The records that follow must be reproduced in full, with every picture excluded.
————————
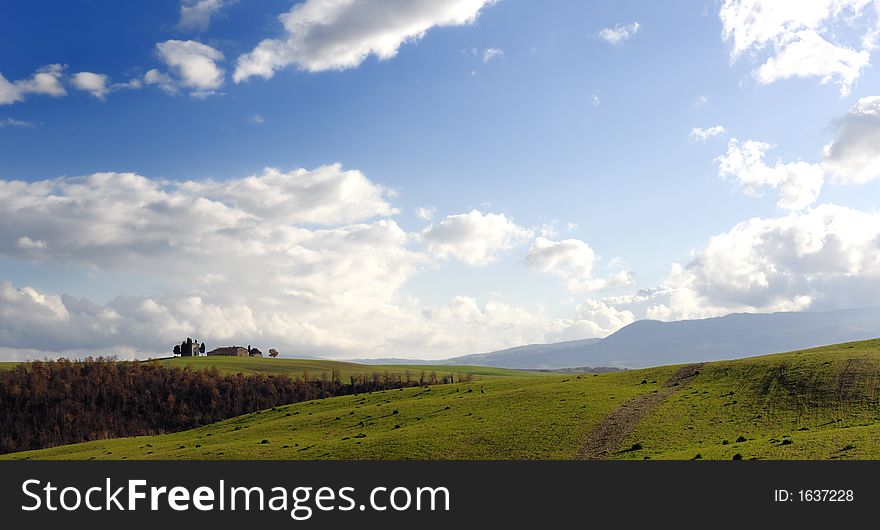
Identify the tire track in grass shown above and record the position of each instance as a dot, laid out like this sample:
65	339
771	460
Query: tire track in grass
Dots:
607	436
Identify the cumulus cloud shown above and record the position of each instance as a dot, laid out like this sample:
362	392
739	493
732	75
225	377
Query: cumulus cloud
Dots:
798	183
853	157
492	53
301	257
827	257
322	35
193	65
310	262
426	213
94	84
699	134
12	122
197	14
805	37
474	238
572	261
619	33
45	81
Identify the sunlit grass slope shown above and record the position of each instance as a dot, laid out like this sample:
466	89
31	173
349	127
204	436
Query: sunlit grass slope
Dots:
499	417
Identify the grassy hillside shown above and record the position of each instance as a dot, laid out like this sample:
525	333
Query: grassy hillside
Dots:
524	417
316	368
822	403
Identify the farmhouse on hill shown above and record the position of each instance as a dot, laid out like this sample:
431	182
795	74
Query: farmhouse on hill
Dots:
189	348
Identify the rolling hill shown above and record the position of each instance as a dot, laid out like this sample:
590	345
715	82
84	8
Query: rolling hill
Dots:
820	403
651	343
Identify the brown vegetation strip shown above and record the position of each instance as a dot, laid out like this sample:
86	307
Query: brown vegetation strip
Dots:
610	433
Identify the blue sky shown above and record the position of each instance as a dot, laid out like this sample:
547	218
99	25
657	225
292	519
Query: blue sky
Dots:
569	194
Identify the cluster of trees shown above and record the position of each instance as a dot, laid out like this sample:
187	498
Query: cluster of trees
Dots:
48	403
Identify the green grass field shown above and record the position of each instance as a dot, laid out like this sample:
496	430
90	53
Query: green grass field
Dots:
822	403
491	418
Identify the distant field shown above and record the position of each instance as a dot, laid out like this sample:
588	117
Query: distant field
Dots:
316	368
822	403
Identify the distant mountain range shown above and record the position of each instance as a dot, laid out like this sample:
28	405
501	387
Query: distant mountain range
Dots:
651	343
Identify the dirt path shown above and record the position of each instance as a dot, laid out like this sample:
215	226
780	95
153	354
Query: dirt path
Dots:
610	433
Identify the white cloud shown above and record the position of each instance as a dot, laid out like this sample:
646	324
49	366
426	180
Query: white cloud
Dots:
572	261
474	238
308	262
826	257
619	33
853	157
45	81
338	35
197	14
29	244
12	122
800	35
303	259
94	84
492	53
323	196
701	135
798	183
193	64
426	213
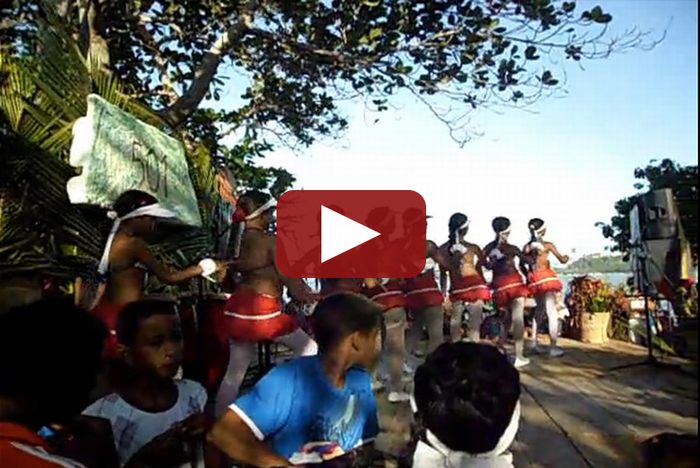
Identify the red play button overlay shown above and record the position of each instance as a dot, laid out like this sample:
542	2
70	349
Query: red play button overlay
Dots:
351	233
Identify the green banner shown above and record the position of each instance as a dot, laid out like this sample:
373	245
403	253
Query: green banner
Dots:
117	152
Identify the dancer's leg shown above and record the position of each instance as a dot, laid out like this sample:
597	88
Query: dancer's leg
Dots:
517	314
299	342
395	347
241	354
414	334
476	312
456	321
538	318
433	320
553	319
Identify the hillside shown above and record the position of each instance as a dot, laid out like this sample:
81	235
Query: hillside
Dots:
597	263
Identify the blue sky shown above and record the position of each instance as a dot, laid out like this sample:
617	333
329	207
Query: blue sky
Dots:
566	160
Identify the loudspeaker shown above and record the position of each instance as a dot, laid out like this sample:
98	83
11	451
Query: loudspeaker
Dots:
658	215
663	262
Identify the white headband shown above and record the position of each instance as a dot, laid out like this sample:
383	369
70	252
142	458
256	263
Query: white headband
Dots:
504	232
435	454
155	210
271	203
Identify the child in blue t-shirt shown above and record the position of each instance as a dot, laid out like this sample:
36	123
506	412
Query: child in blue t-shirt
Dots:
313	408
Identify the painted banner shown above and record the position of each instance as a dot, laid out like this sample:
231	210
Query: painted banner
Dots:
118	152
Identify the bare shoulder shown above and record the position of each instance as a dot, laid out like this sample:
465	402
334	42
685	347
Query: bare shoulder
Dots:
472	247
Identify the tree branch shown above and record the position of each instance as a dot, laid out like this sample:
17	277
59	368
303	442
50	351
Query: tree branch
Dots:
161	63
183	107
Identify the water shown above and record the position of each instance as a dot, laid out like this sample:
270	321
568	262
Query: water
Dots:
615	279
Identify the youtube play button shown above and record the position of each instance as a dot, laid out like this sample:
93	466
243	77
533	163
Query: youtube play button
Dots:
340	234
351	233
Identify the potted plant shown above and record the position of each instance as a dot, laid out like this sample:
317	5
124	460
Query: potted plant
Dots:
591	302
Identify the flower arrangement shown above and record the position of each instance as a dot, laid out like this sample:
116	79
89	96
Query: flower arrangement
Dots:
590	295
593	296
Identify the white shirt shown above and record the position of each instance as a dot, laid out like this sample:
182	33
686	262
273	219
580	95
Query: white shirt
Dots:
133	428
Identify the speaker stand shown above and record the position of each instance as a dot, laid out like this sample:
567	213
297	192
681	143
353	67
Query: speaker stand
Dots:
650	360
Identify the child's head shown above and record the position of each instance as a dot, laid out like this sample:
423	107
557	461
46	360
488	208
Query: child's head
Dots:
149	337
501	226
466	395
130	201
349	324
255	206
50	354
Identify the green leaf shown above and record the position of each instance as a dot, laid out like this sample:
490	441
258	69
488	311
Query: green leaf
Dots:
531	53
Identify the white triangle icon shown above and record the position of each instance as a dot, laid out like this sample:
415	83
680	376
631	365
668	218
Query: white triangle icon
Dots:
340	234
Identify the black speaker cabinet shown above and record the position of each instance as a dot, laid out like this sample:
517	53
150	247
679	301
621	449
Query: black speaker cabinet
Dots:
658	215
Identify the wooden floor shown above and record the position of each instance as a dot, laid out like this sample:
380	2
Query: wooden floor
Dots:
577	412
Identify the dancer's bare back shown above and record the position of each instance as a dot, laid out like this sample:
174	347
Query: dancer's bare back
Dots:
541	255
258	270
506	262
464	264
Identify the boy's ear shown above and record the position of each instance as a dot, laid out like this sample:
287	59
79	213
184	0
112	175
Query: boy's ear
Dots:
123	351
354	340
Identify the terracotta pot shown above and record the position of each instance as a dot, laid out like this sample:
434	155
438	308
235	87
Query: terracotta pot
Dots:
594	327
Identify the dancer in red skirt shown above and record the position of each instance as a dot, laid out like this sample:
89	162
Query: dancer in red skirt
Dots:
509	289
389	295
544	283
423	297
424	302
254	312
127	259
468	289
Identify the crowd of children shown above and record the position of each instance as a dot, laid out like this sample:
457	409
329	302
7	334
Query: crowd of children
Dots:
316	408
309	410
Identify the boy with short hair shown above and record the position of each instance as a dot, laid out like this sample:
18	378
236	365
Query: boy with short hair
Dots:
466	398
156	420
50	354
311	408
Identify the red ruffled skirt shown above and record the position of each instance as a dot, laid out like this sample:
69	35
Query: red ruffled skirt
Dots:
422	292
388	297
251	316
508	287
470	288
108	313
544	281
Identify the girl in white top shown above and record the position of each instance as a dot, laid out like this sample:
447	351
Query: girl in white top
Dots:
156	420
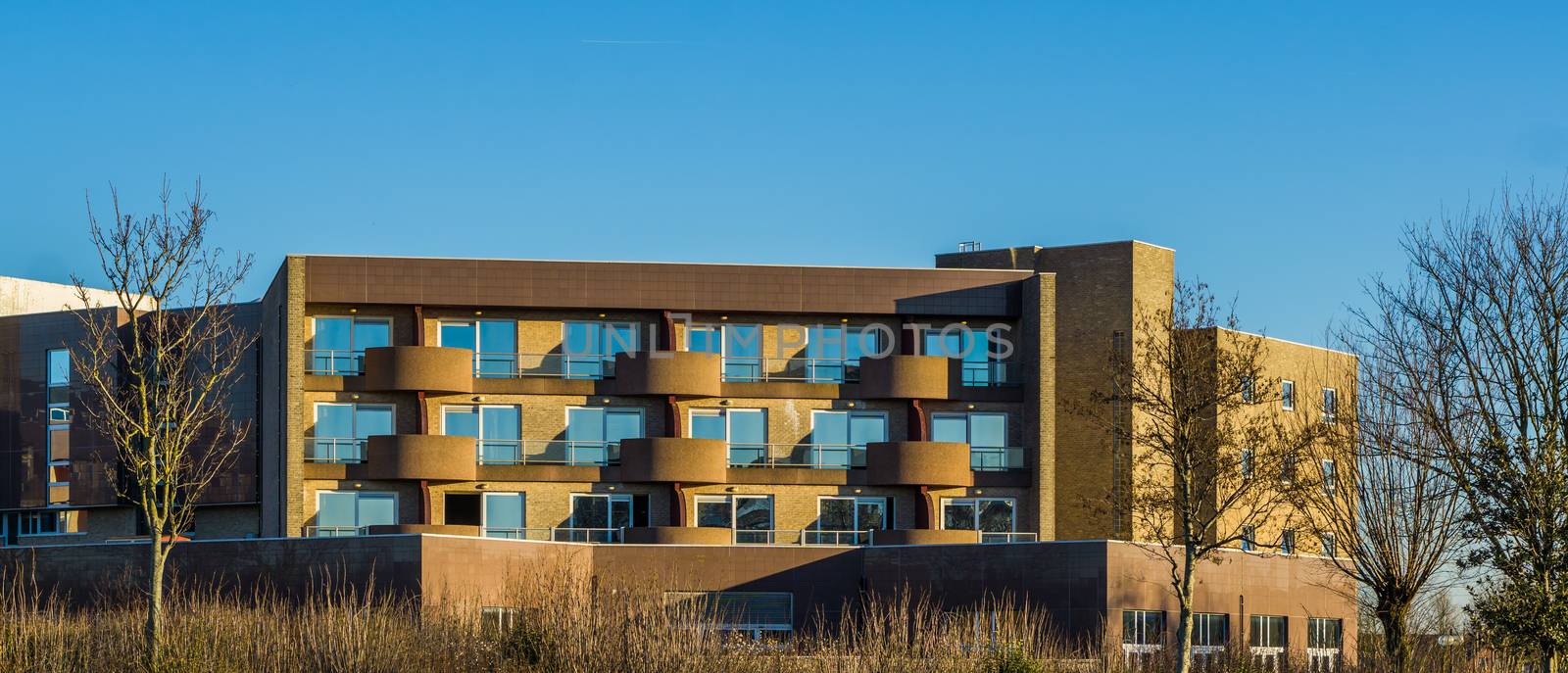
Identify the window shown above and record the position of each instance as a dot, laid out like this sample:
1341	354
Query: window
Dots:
————————
• Answer space:
Identify the tire track in grass shown above and record the position of each instance as a dot, laid out like this sample:
65	339
771	460
Query: tire track in grass
Dots:
607	436
Identify the cumulus cloud shown above and record the position of each instance as a dot, laid out like this sample:
362	392
739	493
732	75
225	377
Query: cumulus cloud
Dots:
798	183
853	157
492	53
301	257
827	257
322	35
193	65
310	262
426	213
94	84
699	134
12	122
197	14
805	37
474	238
572	261
619	33
45	81
Identify the sunlit grass slope shown above and record the position of each instance as a dot, laid out like this sample:
466	89
31	173
349	127
204	436
Query: sunlit grass slope
Dots:
499	417
Identify the grassy hillside shown above and record the position of each instance as a dot, laid out like this sample:
525	333
Query: grassy hillside
Dots:
524	417
316	368
822	403
Identify the farmhouse on hill shown above and record the position of each instance as a dot, laid out like this sample:
431	182
795	74
Query: farmhouse on hill
Dots:
189	348
Identify the rolling hill shown above and record the position of each instance as a dot, laid out like this sample:
590	345
715	82
84	8
Query: rolling hill
Dots:
820	403
651	343
Identify the brown vegetation strip shown above and record the position of each instance as a dot, laid out like this sample:
86	307
Query: brown vegetation strip
Dots:
610	433
Identify the blue sky shown above and record the position of each instance as a dot, laid out like this sample:
547	218
99	25
657	225
292	519
Query: blue sky
Dots:
569	194
Identify the cluster of trees shown above and record the position of each instance as a dot, laid out like this sample:
187	498
Query: cluster of trees
Dots:
48	403
Identify the green grass field shown above and record the position of each instance as a dot, laid out like this sample:
496	430
90	53
Query: green grass field
Dots:
822	403
491	418
Identify the distant field shown above and record the position of each instance as a dot, laid out like this sample:
588	117
Query: distant field
Dots:
316	368
822	403
Identify the distant mountain range shown above and record the position of each instance as a dot, laid out like this sample:
28	405
501	387
Query: distant mountain range
Dots:
651	343
Identify the dirt path shown above and record the position of each instance as a dot, laid out like this sample:
215	226
780	95
153	354
Query: dirt path
Dots:
610	433
Identify the white cloud shown above and record the position of each instance as a dot, laid out like this sample:
646	324
49	366
426	180
Query: white cloud
Dots:
572	261
474	238
308	262
826	257
619	33
853	157
45	81
338	35
197	14
29	244
12	122
800	35
303	259
94	84
492	53
323	196
701	135
798	183
193	64
426	213
Identify the red play button overlay shown above and record the position of each instance as a dot, laid out like this sample:
542	2
70	349
Query: red play button overlay
Dots:
351	233
Identify the green banner shown above and record the position of each instance as a dot, laid out like this sample:
373	245
403	253
Query: green banner
Dots:
117	152
Identify the dancer's leg shown above and record the position of each instance as a dot, laid out like this sample:
597	88
Query: dancer's leg
Dots:
517	314
299	342
395	347
241	354
414	334
476	312
456	321
538	318
433	320
553	319
Identify the hillside shown above and record the position of each instance as a dot, laid out like this sample:
81	235
Query: hillside
Dots:
597	263
Identify the blue sky shown above and record the position of each instance as a dot, laid out like this sample:
617	333
329	207
Query: blue sky
Dots:
566	160
Identify the loudspeaker shown above and record the position of each instance as a dot, laid out like this sample:
98	83
11	451
Query: loudspeaker
Dots:
658	215
663	262
Identify the white headband shown above and record the position of each instance as a dot, laid out like this sample:
383	369
70	252
142	458
256	263
Query: white headband
Dots:
504	232
435	454
155	210
271	203
Identify the child in blue t-shirt shown above and record the position of each instance as a dot, laid out like this sample:
36	123
506	412
Query: child in blue t-shirt
Dots:
313	408
Identify the painted banner shown above and record the position of each instance as a dot, laid out like this sample:
231	210
Query: painted banner
Dots:
118	152
Identify the bare shoulder shown above and record the position of each instance as a dot, laid out like this sample:
465	402
334	42
685	347
Query: bare shoulder
Dots:
472	247
Identify the tree branch shown above and record the position of each instance as a dot, laid out like this sample:
17	277
59	368
303	442
50	351
Query: tree branch
Dots:
161	63
183	107
Identify the water shown above and record the position of each instance as a dot, laid out like this sample:
270	321
568	262
Query: water
Dots:
615	279
Identify the youtube play button shown above and record the position of each instance as a dot, laid out like this sample:
93	466
243	77
533	163
Query: youtube play button
Dots:
340	234
351	233
Identify the potted plant shown above and record the position of each instance as a dot, laid out like this sample:
317	5
124	460
Query: potted plant
Dots:
591	302
Identify the flower arrangement shown above and record the position of each instance as a dot, laid out like this sample:
116	79
89	96
Query: flower arrangement
Dots:
590	295
593	296
Identify the white shirt shown above and record the position of each instance as a dot, laid out like this sample:
182	33
686	262
273	219
580	95
Query: white shirt
Dots:
133	428
Identify the speaker stand shown above and record the position of each instance as a dot, laid out like this sample:
567	213
297	192
681	143
353	67
Query: speaker stand
Dots:
650	360
Identify the child's head shown above and record the position of each instance as a dot, laid out like this sample:
423	107
557	461
46	360
488	208
Query: child's head
Dots:
149	337
501	226
466	395
130	201
349	324
255	206
50	354
Identify the green leaf shown above and record the position of each instance as a dot, laid out like this sample:
490	441
258	69
488	311
Query: green leaf
Dots:
531	53
Identify the white triangle icon shown above and record the position of each instance as a dot, laid out like this sample:
415	83
680	376
631	365
668	218
Query: white triangle icon
Dots:
340	234
Identify the black speaker cabinet shown above and record the position of each instance as a dot, laid out like this sample:
517	53
150	247
679	301
621	449
Query: black speaker cabinet
Dots:
658	215
Identify the wooden floor shown above and record the position of each instance as a dot, laid out like this sample:
380	2
Query: wooden floor
Dots:
577	412
Identify the dancer's bare back shown above and record the position of each instance as a dot, laid out like this sample:
174	347
Query: dancer's bare back
Dots:
541	255
258	270
506	262
464	264
Identify the boy's ear shown above and record the position of each instance as a dot, laid out like this sample:
287	59
79	213
184	0
112	175
Query: boy's ear
Dots:
123	351
354	340
Identify the terracotta pot shown above and record the position of each instance as a dot, laid out like this sample:
434	155
438	308
235	87
Query: terracotta pot
Dots:
594	327
Identify the dancer in red skirt shown above and record the position of each instance as a dot, laid out like this sample:
89	162
Query: dancer in red skirt
Dots:
509	289
389	295
544	283
423	297
424	302
254	312
127	259
468	289
Identify the crowd of children shown above and record the position of each instance as a dot, laid out like this sample:
457	409
329	302
7	334
Query: crowd of children
Dots:
316	408
309	410
Identify the boy with short hair shown above and record the position of each instance as a dot, laid out like this sample:
18	378
236	365
Query: boy with short hair
Dots:
466	398
156	420
50	354
311	408
Identify the red ruffled skirt shown above and record the position of each instance as a dot, laid out like this sample:
69	35
Query: red ruffled skirt
Dots:
422	292
388	297
251	316
508	287
470	288
108	313
544	281
Identify the girl in white top shown above and record the position of each instance as a dot, laid out like this sample:
447	351
Query: girl in white top
Dots:
156	420
Identify the window shown above and record the position of each instance as a dot, laid out like this sample:
1341	354
Query: window
Dots:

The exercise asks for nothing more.